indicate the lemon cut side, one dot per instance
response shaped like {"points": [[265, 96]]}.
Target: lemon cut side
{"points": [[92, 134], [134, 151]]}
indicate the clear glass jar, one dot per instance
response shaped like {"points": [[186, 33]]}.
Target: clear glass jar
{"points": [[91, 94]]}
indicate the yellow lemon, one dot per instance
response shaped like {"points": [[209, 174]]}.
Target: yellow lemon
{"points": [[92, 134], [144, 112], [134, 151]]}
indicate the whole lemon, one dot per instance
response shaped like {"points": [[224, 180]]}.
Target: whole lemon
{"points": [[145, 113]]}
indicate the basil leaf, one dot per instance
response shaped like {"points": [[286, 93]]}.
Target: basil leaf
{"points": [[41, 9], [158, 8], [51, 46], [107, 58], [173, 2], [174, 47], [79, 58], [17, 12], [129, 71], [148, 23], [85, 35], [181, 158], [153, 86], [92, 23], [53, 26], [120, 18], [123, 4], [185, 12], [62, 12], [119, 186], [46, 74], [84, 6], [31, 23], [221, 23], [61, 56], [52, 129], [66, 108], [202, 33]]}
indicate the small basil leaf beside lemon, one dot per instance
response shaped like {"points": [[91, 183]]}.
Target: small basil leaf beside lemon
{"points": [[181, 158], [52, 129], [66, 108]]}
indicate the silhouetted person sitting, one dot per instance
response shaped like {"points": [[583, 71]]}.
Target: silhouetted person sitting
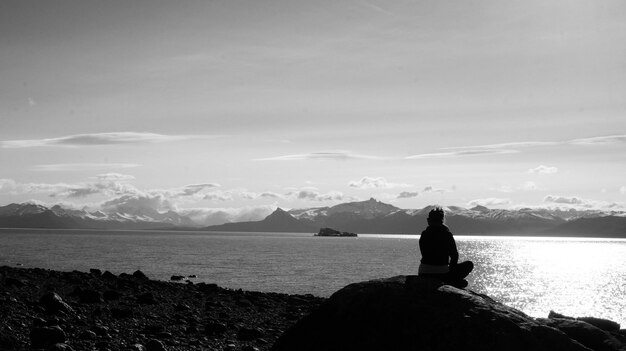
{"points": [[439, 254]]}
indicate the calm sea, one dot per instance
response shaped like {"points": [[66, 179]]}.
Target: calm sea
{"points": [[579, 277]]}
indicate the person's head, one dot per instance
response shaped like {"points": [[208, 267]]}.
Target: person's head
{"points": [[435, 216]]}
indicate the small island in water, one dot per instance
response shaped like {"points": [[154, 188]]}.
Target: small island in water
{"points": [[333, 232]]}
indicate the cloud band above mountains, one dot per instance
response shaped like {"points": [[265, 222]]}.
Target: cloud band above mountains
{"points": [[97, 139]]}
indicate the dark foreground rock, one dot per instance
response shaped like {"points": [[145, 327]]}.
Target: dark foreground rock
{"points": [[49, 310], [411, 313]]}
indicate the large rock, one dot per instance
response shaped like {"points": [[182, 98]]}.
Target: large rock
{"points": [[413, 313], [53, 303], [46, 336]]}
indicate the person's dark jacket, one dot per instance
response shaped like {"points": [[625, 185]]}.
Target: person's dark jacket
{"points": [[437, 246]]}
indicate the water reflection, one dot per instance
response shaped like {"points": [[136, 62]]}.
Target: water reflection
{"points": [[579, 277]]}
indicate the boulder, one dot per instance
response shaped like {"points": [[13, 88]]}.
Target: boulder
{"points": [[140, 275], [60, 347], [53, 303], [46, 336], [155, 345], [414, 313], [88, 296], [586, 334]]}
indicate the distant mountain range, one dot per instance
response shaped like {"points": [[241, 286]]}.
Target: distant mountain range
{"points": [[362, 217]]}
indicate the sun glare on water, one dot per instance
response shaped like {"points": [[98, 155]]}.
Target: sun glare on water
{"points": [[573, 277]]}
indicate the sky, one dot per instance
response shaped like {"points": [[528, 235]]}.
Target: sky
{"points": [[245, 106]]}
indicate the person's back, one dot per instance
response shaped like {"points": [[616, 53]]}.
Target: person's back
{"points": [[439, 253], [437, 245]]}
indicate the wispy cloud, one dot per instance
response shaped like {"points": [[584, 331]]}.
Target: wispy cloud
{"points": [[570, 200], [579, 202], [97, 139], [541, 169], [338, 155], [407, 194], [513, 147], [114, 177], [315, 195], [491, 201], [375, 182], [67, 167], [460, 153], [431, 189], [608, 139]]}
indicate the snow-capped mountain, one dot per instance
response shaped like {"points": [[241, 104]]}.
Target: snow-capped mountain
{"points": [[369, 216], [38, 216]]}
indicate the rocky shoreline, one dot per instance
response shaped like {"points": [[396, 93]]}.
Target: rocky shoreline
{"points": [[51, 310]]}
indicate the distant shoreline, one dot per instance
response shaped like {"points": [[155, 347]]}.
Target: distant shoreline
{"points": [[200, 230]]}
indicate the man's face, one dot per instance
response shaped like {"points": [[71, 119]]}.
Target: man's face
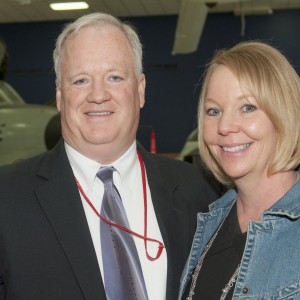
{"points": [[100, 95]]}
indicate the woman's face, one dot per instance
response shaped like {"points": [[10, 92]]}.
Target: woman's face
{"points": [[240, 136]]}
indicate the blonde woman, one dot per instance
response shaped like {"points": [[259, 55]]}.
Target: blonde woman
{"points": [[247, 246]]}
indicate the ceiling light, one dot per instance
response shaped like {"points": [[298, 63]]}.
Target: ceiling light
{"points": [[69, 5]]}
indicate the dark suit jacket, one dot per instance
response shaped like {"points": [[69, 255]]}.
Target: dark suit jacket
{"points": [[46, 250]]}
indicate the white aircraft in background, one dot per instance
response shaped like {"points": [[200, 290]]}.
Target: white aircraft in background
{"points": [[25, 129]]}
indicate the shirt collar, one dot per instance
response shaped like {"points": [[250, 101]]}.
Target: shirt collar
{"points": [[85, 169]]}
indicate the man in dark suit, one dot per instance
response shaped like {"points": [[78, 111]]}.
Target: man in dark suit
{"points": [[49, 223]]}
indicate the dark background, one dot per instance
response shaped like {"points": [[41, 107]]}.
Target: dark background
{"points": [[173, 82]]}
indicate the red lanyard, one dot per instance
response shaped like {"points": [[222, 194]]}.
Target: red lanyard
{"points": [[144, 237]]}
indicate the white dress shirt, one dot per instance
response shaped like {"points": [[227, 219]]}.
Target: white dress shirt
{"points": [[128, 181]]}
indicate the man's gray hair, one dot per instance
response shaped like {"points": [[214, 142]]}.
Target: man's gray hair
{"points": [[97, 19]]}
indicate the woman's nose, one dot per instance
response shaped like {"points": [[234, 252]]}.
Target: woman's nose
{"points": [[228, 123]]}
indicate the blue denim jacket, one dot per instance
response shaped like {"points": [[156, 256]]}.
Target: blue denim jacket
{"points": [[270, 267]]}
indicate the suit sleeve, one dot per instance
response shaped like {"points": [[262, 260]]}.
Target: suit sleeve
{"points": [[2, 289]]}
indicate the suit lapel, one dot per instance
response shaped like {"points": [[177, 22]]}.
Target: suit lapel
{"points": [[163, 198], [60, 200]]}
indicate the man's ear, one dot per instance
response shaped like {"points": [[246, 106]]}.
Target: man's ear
== == ==
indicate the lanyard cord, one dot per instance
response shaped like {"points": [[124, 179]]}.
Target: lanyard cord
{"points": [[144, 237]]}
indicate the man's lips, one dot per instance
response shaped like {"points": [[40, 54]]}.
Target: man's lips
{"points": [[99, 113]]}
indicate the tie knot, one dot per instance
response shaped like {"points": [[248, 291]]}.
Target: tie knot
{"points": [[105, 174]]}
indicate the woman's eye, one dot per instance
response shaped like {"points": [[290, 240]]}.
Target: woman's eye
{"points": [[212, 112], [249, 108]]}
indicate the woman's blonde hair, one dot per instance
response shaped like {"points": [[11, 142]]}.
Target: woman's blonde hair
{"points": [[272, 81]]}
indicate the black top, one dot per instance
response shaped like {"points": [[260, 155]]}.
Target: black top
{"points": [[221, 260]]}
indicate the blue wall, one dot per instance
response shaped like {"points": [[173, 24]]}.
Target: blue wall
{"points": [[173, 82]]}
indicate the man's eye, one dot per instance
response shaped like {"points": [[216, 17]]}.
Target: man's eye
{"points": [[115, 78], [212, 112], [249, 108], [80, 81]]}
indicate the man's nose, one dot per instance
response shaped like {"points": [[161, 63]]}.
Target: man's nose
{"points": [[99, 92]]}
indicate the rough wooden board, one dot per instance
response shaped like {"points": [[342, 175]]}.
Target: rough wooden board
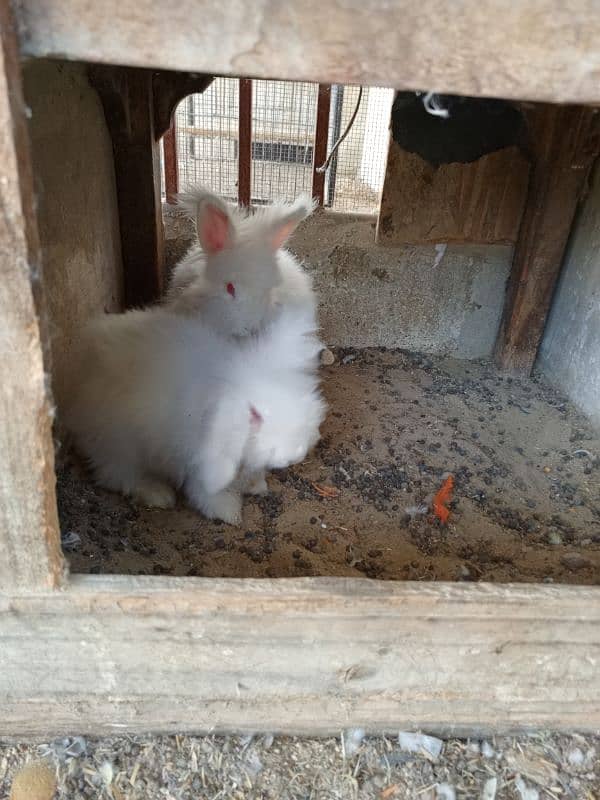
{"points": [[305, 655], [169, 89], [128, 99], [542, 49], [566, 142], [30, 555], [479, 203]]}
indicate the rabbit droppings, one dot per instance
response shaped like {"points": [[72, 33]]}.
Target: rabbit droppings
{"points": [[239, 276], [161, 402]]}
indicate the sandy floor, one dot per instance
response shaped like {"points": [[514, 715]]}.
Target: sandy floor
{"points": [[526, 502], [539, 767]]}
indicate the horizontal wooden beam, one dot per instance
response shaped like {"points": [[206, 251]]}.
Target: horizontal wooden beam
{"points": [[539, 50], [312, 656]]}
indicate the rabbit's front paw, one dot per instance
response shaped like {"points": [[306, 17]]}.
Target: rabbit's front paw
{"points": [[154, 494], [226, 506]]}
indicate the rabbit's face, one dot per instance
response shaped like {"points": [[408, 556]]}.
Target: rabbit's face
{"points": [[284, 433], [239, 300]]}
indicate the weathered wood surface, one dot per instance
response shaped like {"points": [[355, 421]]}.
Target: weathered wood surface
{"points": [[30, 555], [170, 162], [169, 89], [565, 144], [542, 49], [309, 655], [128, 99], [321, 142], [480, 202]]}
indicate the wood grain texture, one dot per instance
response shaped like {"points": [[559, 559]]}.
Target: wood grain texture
== == ==
Copy, exactly and only, the lines above that begin with the one containing "Target: dark suit jacket" and finish with the one containing "indicate the white dress".

Target: dark suit jacket
{"points": [[46, 250]]}
indicate the white aircraft in background, one dot per instance
response shaped like {"points": [[200, 290]]}.
Target: white aircraft in background
{"points": [[25, 129]]}
indicate the shirt collar, one dot per instance
response shaped like {"points": [[250, 101]]}.
Target: shirt collar
{"points": [[85, 169]]}
indicate the man in dark suit, one dot per instance
response shaped like {"points": [[78, 111]]}.
Target: man in dark suit
{"points": [[49, 223]]}
indicate the dark background, one dot per instance
response shaped like {"points": [[41, 107]]}.
Target: dark background
{"points": [[173, 82]]}
indicate the red lanyard, one dot per instance
response shaped like {"points": [[222, 194]]}.
Target: red lanyard
{"points": [[144, 237]]}
indicate the white dress shirt, one dot per instance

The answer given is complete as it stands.